- **Texte à lire**
# # # # #

Beaucoup d’enseignants ont du mal à comprendre et à acter cette évolution. Ils ne sont pas armés pour affronter efficacement ces nouvelles mutations. La gestion de conflit, de crise, le sens de la  communication, la connaissance des adolescents, la gestion de la violence, tout cela ne s’improvise pas. Malheureusement, malgré de timides  tentatives, la formation initiale et continue n’arme pas suffisamment les enseignants pour agir et réagir face aux situations nouvelles.  Ils perdent vite leurs illusions d’anciens élèves modèles et/ou convictionnelles, vocationnelles dans le système éducatif qu’ils épousent comme un prêtre épouse Dieu.  Ils sombrent donc  dans une souffrance indicible qui n’est pas suffisamment prise en compte. Une vraie politique de gestion de ressources humaines est à envisager.

Au-delà de l’accompagnement pédagogique à développer pour aider les enseignants à repenser l’acte didactique et pédagogique, au-delà des techniques de positionnement gestuel, au-delà du management social,  on peut les aider par des petits actes concrets pour surmonter les écueils de la discipline, de la provocation, de la crise, des violences ….

 

La posture

Le Conseiller Principal d’éducation peut travailler avec les enseignants, notamment les jeunes, leur posture dans la classe. Dans beaucoup d’établissements scolaires, l’enseignant doit donner de sa personne. Au lieu de rester sur l’estrade, ce qui peut traduire dans la tête des élèves leur peur de la classe, il leur faut justement aller à leur rencontre. Pourquoi ne pas disposer la classe autrement, par exemple en U, avec l’enseignant au milieu ou à côté des élèves.  Il faut décloisonner sans pourtant annihiler l’asymétrie relationnelle et éducative qui doit prévaloir pour rendre possible tout acte d’enseignement et tout acte éducatif. Les élèves ne sont pas les égaux de l’enseignant mais le fait d’être avec eux, d’écouter les doléances, de répondre aux aspirations, de favoriser la prise de parole n’affaiblit en rien l’autorité  de l’enseignant. Bien au contraire !

# # # # #

- **Données fournies**
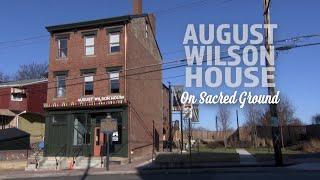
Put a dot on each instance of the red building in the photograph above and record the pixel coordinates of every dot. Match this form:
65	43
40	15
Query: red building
21	106
100	72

# # # # #

Pouvez-vous recopier à l'identique le passage du texte ci-dessus sur les enseignants, en commençant à « Le Conseiller Principal » et en terminant à « Bien au contraire ! » ?

Le Conseiller Principal d’éducation peut travailler avec les enseignants, notamment les jeunes, leur posture dans la classe. Dans beaucoup d’établissements scolaires, l’enseignant doit donner de sa personne. Au lieu de rester sur l’estrade, ce qui peut traduire dans la tête des élèves leur peur de la classe, il leur faut justement aller à leur rencontre. Pourquoi ne pas disposer la classe autrement, par exemple en U, avec l’enseignant au milieu ou à côté des élèves.  Il faut décloisonner sans pourtant annihiler l’asymétrie relationnelle et éducative qui doit prévaloir pour rendre possible tout acte d’enseignement et tout acte éducatif. Les élèves ne sont pas les égaux de l’enseignant mais le fait d’être avec eux, d’écouter les doléances, de répondre aux aspirations, de favoriser la prise de parole n’affaiblit en rien l’autorité  de l’enseignant. Bien au contraire !